Position annotation entries:
#####
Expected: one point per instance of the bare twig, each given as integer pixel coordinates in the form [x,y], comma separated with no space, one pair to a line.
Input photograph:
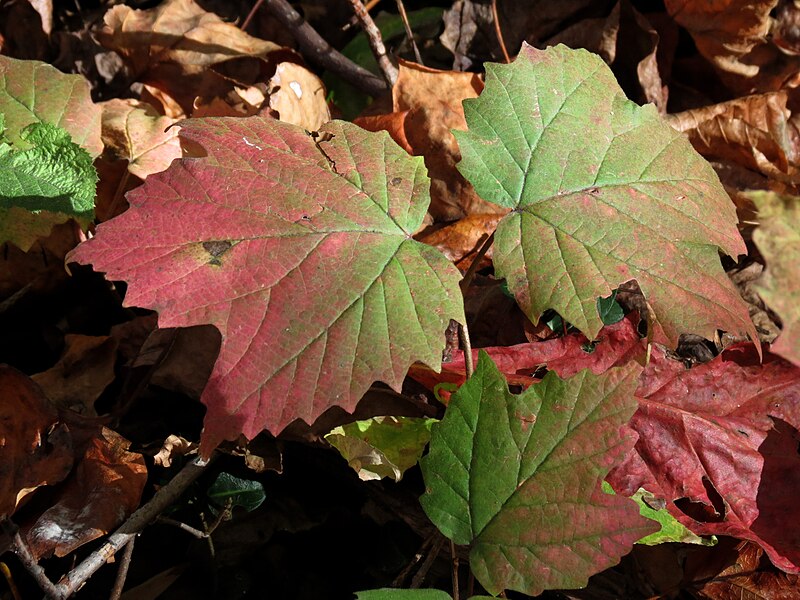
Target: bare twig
[162,499]
[375,42]
[20,548]
[466,346]
[354,20]
[499,32]
[419,576]
[409,34]
[318,51]
[200,535]
[122,573]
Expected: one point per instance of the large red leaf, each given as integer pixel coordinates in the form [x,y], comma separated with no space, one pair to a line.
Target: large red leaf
[299,250]
[719,443]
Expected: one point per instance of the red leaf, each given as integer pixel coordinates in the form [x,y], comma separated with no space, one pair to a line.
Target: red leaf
[615,345]
[719,443]
[299,250]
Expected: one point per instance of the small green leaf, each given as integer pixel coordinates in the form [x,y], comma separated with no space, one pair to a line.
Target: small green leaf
[671,529]
[517,477]
[610,310]
[49,182]
[382,446]
[245,493]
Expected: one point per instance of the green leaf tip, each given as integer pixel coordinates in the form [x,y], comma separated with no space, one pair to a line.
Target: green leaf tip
[518,477]
[602,192]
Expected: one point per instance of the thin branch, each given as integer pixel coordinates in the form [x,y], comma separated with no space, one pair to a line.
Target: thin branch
[318,51]
[499,32]
[162,499]
[466,346]
[375,42]
[409,34]
[20,548]
[122,572]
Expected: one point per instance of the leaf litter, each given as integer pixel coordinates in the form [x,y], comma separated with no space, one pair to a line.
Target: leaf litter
[716,445]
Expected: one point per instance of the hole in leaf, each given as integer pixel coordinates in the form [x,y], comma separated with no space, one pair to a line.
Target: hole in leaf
[702,512]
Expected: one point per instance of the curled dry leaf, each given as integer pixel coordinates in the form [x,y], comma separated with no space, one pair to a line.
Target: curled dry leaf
[733,36]
[37,446]
[84,370]
[460,241]
[426,106]
[298,96]
[134,131]
[758,132]
[104,489]
[169,47]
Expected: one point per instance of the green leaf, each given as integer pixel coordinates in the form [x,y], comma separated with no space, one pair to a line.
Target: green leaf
[48,183]
[35,92]
[244,493]
[382,446]
[602,192]
[671,530]
[518,477]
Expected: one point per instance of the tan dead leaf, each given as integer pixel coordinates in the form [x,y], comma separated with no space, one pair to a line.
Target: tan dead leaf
[135,132]
[298,96]
[431,100]
[734,36]
[461,240]
[105,487]
[36,445]
[755,131]
[84,370]
[170,46]
[173,446]
[627,41]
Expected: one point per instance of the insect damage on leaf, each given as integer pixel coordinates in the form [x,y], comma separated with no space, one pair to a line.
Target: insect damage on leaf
[216,249]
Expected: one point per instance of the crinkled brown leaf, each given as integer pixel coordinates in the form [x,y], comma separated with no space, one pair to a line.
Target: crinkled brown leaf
[426,105]
[36,445]
[719,444]
[134,131]
[754,131]
[104,489]
[169,46]
[298,96]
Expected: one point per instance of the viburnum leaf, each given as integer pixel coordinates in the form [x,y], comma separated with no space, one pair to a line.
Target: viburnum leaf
[299,250]
[35,92]
[518,477]
[778,239]
[382,446]
[718,443]
[602,191]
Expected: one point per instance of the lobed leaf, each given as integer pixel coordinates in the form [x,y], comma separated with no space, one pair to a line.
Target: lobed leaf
[299,250]
[518,477]
[602,191]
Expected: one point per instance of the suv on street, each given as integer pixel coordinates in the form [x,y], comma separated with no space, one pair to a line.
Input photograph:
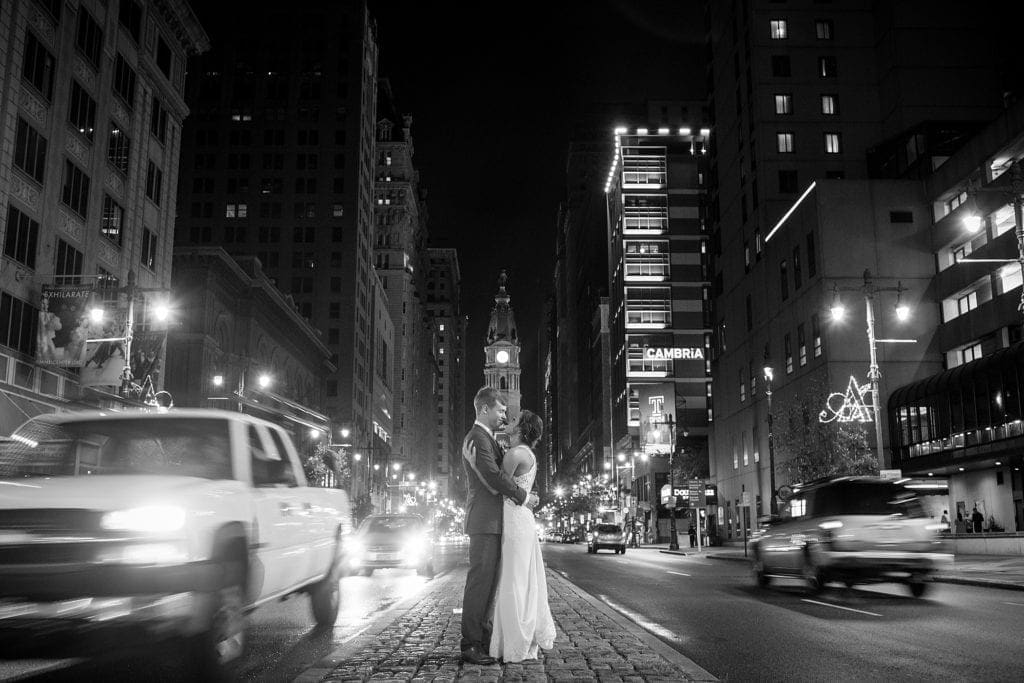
#####
### [BRIEF]
Count the lines of the entries above that contain the string "large", matching case exactly. Give only the number.

### [EXERCISE OUTPUT]
2